_What the task asks_
Starting with the line that contains "Query: pool cue" and stopping after the line that contains "Query: woman's hand", return each line below exactly as written, with no others.

◆ ◆ ◆ ◆ ◆

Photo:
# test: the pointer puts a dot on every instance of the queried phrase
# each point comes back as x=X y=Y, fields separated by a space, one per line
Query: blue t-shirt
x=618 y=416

◆ ◆ ◆ ◆ ◆

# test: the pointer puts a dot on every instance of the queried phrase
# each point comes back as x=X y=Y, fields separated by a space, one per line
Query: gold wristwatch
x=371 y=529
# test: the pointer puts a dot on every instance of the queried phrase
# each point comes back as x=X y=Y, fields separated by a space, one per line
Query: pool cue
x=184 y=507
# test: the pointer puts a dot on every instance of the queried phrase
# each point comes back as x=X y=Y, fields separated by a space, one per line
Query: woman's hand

◆ ◆ ◆ ◆ ◆

_Written answer_
Query: pool cue
x=184 y=507
# test: the pointer puts a dot on every instance of the queried phrase
# each point comes back as x=X y=Y, fields separated by a space, one per line
Query: woman's hand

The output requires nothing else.